● Task requirements
The entries that follow should be written out exactly.

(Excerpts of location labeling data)
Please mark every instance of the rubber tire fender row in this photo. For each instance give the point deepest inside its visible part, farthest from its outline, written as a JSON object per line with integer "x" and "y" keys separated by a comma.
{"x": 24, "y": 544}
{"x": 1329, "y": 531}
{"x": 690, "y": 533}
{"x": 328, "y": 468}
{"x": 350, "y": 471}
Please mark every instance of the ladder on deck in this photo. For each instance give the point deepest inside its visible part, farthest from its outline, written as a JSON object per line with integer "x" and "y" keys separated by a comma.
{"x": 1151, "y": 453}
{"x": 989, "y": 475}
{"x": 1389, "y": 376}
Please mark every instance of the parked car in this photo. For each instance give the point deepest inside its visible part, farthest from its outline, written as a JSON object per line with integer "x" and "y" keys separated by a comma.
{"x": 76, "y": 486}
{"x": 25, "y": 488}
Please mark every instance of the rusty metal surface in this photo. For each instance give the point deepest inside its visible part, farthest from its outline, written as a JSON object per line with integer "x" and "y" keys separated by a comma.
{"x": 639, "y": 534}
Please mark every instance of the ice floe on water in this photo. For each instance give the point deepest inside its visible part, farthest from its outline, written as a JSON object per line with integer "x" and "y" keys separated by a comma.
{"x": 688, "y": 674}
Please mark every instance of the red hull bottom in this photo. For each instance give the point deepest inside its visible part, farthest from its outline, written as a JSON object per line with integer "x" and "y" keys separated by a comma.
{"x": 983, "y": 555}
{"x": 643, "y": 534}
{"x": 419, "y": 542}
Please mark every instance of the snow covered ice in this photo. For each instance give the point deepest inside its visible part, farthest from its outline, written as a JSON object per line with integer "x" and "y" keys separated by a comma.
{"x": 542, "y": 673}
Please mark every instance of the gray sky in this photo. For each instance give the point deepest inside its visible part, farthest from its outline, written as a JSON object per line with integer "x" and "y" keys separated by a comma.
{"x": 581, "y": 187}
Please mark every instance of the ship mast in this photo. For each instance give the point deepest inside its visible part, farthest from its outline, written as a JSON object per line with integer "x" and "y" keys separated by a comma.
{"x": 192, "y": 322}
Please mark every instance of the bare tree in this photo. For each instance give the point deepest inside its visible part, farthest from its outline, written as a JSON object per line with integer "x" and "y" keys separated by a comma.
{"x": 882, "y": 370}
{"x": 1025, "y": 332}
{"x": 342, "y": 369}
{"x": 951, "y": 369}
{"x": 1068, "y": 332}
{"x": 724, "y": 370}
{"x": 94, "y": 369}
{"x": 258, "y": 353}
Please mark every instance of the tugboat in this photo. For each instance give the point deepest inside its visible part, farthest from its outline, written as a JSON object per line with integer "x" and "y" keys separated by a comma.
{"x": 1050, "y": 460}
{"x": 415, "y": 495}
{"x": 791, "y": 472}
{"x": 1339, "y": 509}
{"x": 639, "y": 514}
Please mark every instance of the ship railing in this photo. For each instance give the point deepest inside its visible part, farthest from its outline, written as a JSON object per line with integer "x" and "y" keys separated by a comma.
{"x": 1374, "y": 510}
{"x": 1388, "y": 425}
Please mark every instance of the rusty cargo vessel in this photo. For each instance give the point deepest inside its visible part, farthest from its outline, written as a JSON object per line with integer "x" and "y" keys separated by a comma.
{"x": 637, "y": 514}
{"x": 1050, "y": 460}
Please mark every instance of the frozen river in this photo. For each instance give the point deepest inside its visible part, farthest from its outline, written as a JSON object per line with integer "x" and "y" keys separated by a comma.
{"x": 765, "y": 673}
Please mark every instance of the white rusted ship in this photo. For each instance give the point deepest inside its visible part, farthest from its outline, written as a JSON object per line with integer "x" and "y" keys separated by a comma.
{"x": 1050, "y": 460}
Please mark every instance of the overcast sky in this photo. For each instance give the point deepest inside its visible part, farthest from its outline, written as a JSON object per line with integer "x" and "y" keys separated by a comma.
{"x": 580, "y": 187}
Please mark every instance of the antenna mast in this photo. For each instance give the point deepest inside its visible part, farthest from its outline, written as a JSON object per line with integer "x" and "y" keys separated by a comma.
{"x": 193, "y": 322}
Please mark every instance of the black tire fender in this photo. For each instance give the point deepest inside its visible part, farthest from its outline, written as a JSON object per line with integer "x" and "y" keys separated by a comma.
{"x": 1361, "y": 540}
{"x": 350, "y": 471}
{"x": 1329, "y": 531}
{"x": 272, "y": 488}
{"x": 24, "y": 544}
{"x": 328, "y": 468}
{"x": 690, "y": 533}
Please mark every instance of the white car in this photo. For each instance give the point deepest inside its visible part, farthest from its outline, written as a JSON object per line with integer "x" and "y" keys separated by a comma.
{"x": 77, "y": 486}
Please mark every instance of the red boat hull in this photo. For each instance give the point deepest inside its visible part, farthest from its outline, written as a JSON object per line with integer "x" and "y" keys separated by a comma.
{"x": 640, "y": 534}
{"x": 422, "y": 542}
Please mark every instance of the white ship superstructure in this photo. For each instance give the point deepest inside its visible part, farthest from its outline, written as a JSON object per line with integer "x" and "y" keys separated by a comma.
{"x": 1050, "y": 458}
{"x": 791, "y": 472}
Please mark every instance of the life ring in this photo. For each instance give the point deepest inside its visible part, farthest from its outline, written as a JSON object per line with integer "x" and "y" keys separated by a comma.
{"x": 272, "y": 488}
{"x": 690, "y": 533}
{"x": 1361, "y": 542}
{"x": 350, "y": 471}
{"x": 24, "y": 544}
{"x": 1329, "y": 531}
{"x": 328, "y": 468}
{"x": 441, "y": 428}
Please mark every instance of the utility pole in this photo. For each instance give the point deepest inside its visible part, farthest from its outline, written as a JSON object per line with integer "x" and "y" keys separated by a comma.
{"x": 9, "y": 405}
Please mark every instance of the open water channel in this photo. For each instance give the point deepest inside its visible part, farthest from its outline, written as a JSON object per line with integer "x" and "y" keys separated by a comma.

● The solution
Please mark every instance of the rubber tire fender row in this photo. For each instance give the point deepest inside its visible part, farthest from its outline, written as a JSON object per line with integer "x" and "y" keys separated by a comma.
{"x": 24, "y": 544}
{"x": 1329, "y": 531}
{"x": 690, "y": 533}
{"x": 328, "y": 468}
{"x": 350, "y": 471}
Please mark every instance of the ladder on deck in this photo. For each instance give the point deepest inside its visible part, farthest from its outline, written as a JSON object per line with integer "x" and "y" keys separated by a comma.
{"x": 1151, "y": 453}
{"x": 989, "y": 475}
{"x": 1389, "y": 376}
Please mark every instance of the parked car in this photo. For each instance give the point deepest inside its visible part, farthest from its outline, written as a JSON object per line with integer "x" and "y" keys separated by a comma.
{"x": 76, "y": 486}
{"x": 25, "y": 488}
Please mark every instance of the rusty metal surface in this photo. For each instance give the point deepest inside its visible part, farthest from its outline, written as a JSON object per line with integer "x" and "y" keys separated by a comma.
{"x": 639, "y": 534}
Please mark every instance of the ice floe on water in this photo. For each instance give the point deepest inside its visible part, farthest from its outline, written as a JSON object per line with integer "x" and "y" keys separated by a comma.
{"x": 688, "y": 674}
Please mark every instance of the red hull bottom in this photo. For each instance give the point deepest inside its visible part, farthest from its outline, written as a JSON object per line with integer "x" and "y" keys separated by a comma.
{"x": 983, "y": 555}
{"x": 643, "y": 534}
{"x": 419, "y": 542}
Please mark every instance of the snow covered ice in this photo. For each instance give the point deepest inside its visible part, farthest from its outline, written as a JSON object per line with integer "x" and "y" keys separated by a comma.
{"x": 542, "y": 673}
Please mark every instance of the gray sky in this photo. For each instance give the point deepest inside its visible part, farthest from its outline, written as a JSON object per line with integer "x" and "y" keys separated by a comma.
{"x": 581, "y": 187}
Please mark every instance of the ship mast in this photo. For each instance give the point deepest inside its visible part, farthest from its outline, written as a JSON object per line with integer "x" and "y" keys separated by a comma.
{"x": 192, "y": 322}
Please mark every instance of the bare tree in this photo. For each instance give the point deepest inside its visible part, farthest from its outline, written as a JSON object per line with integer "x" and "y" keys separated by a comma.
{"x": 882, "y": 370}
{"x": 1025, "y": 332}
{"x": 342, "y": 369}
{"x": 951, "y": 369}
{"x": 1068, "y": 332}
{"x": 724, "y": 370}
{"x": 94, "y": 369}
{"x": 258, "y": 353}
Please mark every instance of the tugboat in this photo. For each instance give the point deepest inside its visible part, farthest from its outline, written as a JSON object per line with integer "x" and "y" keys separated by a comma.
{"x": 1050, "y": 460}
{"x": 415, "y": 495}
{"x": 791, "y": 472}
{"x": 1339, "y": 509}
{"x": 639, "y": 514}
Please mark every instance of the ship railing in this photo. For each instance give the point deepest inside its visible part, farthest from its outline, written as a JSON object per line with integer "x" and "y" keys separated by a comma.
{"x": 1374, "y": 510}
{"x": 1388, "y": 425}
Please mark every instance of the rusty cargo vessel in this photo. For each instance give the point deepest inside its visible part, farthest from its outline, written as a JSON object per line with integer "x" and "y" keys separated by a comma.
{"x": 637, "y": 514}
{"x": 1050, "y": 460}
Please mark every instance of the frozen river in this photo. For each instance give the point deepest inside its visible part, farthest from its outline, written as a JSON object per line with integer "x" and "y" keys separated by a comma.
{"x": 765, "y": 673}
Please mark every instance of the white rusted ship in this photo. For each instance give the point deepest inside its visible part, farthest from its outline, written as a JSON object per line with integer "x" and "y" keys separated by a comma.
{"x": 1050, "y": 460}
Please mark every instance of the overcast sky in this photo. For each instance give the point deepest inside its visible part, farthest from its outline, written as a JSON object per line with integer "x" and "y" keys separated by a comma.
{"x": 580, "y": 187}
Please mark every instance of the antenna mast in this photo. For each instance give the point deepest inside its visible part, farthest from its outline, written as a JSON object per line with integer "x" and "y" keys separated by a comma.
{"x": 193, "y": 322}
Please mark every instance of the black tire fender in this photo. For each instance give the point deepest inside its visible part, farthest from its outline, written as a JSON object per line with integer "x" and "y" keys separated by a comma.
{"x": 1361, "y": 540}
{"x": 350, "y": 471}
{"x": 1329, "y": 531}
{"x": 272, "y": 488}
{"x": 24, "y": 544}
{"x": 328, "y": 468}
{"x": 690, "y": 533}
Please mark every instance of the white car in this photo. For each instance give the point deepest inside its visible part, farthest from its outline, written as a JSON object per line with integer "x" and "y" keys separated by a comma.
{"x": 77, "y": 486}
Please mark every instance of the red boat hull in this photo. For each instance give the point deepest inside its visible part, farthest from its outline, written as a JSON object per line with integer "x" and "y" keys separated by a comma.
{"x": 640, "y": 534}
{"x": 422, "y": 542}
Please mark every instance of the white ship superstructure in this photo. For each instance give the point deepest inside its visible part, farthest from its outline, written as a JSON object per line with integer "x" and "y" keys separated by a comma.
{"x": 1050, "y": 458}
{"x": 791, "y": 472}
Please mark every instance of the life ring in this photo. For each instance give the point deepest inside its visible part, farthest from its outline, written as a JSON object per line with integer "x" and "y" keys separated by a comma.
{"x": 272, "y": 488}
{"x": 690, "y": 533}
{"x": 1361, "y": 542}
{"x": 350, "y": 471}
{"x": 24, "y": 544}
{"x": 1329, "y": 531}
{"x": 328, "y": 468}
{"x": 441, "y": 428}
Please mark every instance of the utility pole in this photo. For each instance give the point deepest inside its visible part, farthest from its outline, written as a JSON object per line with integer "x" and "y" keys separated by a comma.
{"x": 9, "y": 405}
Please mark every instance of the open water channel in this photo. For each instance give the point deepest inside its visible part, farthest from its outline, written as a JSON object per line with integer "x" and "y" keys separated by a comma.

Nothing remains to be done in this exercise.